Natural-language object grounding data
========

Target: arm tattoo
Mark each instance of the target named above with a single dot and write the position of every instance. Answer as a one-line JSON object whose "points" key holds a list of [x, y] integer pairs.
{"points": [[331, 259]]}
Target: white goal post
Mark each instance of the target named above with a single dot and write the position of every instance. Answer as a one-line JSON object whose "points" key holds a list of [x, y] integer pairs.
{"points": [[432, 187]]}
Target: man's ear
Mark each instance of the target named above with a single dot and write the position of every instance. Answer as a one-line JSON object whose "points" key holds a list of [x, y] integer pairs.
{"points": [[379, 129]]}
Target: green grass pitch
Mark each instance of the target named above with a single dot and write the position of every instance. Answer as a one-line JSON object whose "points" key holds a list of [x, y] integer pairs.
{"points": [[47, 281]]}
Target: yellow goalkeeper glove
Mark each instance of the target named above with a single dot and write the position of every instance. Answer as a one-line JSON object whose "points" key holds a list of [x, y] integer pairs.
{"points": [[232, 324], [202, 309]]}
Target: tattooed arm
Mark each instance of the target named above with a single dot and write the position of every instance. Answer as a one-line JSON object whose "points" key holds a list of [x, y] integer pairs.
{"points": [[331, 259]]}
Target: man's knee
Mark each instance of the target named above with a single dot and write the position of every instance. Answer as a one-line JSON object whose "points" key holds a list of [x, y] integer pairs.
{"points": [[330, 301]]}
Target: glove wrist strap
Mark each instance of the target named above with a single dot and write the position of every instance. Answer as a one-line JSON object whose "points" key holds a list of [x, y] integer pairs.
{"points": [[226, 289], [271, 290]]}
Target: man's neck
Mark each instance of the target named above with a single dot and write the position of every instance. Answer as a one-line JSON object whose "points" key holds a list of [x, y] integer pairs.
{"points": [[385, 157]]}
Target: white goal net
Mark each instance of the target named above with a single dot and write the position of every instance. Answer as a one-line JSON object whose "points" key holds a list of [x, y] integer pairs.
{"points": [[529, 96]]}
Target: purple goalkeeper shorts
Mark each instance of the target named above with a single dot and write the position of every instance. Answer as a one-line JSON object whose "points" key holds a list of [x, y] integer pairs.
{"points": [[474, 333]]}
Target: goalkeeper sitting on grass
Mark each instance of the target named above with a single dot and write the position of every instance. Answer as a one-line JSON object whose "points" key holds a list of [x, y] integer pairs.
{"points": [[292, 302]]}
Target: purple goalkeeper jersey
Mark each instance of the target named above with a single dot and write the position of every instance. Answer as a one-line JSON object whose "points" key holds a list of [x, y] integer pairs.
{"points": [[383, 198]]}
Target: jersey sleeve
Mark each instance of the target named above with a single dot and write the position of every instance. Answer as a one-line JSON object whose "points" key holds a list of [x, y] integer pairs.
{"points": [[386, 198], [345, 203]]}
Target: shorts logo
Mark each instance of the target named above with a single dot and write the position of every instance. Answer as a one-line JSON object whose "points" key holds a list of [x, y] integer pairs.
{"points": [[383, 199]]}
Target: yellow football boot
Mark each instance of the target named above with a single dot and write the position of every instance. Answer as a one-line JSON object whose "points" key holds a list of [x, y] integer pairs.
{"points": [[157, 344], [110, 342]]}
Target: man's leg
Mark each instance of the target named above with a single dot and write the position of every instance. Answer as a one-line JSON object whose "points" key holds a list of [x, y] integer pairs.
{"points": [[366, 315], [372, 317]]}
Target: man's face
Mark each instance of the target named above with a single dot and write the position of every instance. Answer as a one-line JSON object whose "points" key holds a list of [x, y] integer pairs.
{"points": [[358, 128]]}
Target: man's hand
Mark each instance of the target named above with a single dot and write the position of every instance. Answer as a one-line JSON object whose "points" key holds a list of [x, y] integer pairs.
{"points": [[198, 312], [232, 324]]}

========

▸ What you have to do: All lines from the one containing "Target: shorts logo" down to the final line above are to be restated word for word; leave out the rest.

▸ Answer box:
Target: shorts logo
Mark each instance of the target named above with a single dot and write the position of every instance. Answer as a one-line JSON object whose "points" key holds a list of [x, y] integer pairs.
{"points": [[383, 199]]}
Target: yellow football boot
Mark each instance of the target named above with a single dot and write the position of every instance. Answer as a one-line JSON object whose "points" key holds a list of [x, y] integer pairs.
{"points": [[157, 344], [110, 342]]}
Target: man's leg
Mark each instance of the target named above with a single dot and write the position of every instance. Answer as a one-line JSON object whose "points" key holds a list of [x, y] integer pairs.
{"points": [[366, 315], [372, 317]]}
Target: man's face
Mark each instance of the target named above with a single dot and write the position of every instance. Answer as a one-line JSON object whose "points" key holds a list of [x, y] integer pairs.
{"points": [[358, 128]]}
Target: man's hand
Mark each instance of the target named above with a single dot and write the position of every instance. Answer as a one-line JSON object whose "points" key holds a list of [x, y] integer pairs.
{"points": [[198, 312], [232, 324]]}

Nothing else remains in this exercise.